*Testo fornito*:
>>

Ricordo che di colpo tutto si fermava… potevo lasciarmi andare al vuoto del pensiero fissando imbambolata il cielo fuori dalla finestra della mia cameretta…mia madre poi in quei momenti eseguiva gesti rituali che imprimevano, sottolineando che avevo bisogno di cure, maggiore significato all’incanto.
Mi serviva a letto la colazione che in quelle condizioni di salute si trattava di un profumatissimo the caldo con biscotti invece che del solito caffelatte con pane secco… dava aria alla stanza e preparava il comodino con un candido panno bianco e profumato di lavanderia su cui disponeva un cucchiaio da minestra come abbassa lingua, affinché il medico potesse svolgere le pratiche per la visita.
Poi per tutta la giornata era lì, con me… in casa.
La sua presenza mi dava tranquillità e così mi lasciavo andare febbbricitante al dormi-veglia e nei momenti di veglia sentivo la sua presenza accudente.

<<

*Consegne dell'esercizio*:
(A) Nel testo sul ricordo della malattia infantile, che cosa veniva servito a letto per colazione al posto del solito caffelatte con pane secco?
(B) Riprenda il testo sul ricordo della malattia infantile proseguendolo dopo la sua ultima frase.

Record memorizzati
>>

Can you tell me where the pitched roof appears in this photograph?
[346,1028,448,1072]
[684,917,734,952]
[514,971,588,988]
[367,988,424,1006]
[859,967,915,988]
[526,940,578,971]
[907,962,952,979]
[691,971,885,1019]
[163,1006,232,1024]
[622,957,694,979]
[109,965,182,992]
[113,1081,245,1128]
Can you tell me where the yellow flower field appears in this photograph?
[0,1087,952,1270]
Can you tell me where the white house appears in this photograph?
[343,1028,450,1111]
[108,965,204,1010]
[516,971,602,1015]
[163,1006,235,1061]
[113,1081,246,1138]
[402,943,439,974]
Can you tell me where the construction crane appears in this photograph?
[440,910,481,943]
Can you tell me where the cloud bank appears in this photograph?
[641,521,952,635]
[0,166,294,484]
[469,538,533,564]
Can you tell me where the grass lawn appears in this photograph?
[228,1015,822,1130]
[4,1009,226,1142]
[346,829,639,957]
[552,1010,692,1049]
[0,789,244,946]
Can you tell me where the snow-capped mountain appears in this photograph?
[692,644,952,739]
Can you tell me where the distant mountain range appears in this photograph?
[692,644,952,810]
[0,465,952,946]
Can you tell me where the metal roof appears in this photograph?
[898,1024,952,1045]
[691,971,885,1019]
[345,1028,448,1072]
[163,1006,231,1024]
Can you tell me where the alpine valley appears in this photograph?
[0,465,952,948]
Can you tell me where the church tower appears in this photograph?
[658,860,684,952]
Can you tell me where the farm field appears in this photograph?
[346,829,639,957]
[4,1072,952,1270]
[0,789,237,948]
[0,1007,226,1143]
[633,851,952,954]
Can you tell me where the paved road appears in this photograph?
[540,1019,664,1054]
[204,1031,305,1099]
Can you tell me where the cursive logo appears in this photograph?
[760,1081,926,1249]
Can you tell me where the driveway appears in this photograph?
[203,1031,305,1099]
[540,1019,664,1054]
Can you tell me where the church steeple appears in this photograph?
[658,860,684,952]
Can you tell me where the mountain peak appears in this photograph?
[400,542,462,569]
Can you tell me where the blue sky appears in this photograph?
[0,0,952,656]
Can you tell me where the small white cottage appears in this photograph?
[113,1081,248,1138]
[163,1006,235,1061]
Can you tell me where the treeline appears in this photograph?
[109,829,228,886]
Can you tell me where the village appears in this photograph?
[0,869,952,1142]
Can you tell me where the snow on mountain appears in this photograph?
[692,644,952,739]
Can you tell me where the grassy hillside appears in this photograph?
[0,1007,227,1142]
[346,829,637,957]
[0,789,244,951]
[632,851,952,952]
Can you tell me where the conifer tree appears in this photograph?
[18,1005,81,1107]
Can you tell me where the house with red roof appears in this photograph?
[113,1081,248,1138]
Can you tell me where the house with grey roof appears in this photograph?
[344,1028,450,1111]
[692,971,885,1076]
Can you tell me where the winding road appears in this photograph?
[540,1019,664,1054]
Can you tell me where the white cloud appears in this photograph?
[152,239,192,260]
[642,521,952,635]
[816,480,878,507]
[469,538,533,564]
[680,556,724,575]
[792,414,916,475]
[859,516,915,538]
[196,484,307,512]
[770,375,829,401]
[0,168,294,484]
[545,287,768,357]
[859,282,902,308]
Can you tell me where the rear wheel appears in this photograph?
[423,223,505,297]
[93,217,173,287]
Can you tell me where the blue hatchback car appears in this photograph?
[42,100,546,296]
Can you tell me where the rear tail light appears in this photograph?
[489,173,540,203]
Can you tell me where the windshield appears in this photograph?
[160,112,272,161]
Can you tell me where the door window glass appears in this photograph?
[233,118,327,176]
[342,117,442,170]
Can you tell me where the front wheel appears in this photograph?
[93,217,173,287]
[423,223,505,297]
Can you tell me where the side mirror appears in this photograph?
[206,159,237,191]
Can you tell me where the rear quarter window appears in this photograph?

<<

*Soluzioni dell'esercizio*:
(A) Un profumatissimo tè caldo con biscotti.

(B)
Sono diventata io stessa mamma e ho compreso che mia madre nella sua incoscienza non aveva paura della malattia, o meglio ne ignorava ogni conseguenza confidando nell’illusione che sempre c’è soluzione nella medicina.
Questo ha permesso a lei di regalarmi quei momenti in cui la malattia diveniva un’occasione per ritrovarci.
Come mamma e come educatrice sento molto vicino ed importante questo argomento credo che “curare la cura” diviene un modo per dare legittimità alla malattia, al dolore e alla paura che ne conseguono. Curare la cura può significare “guarire” curando le nostre relazioni dentro alla malattia, per evitare che si ammalino di più.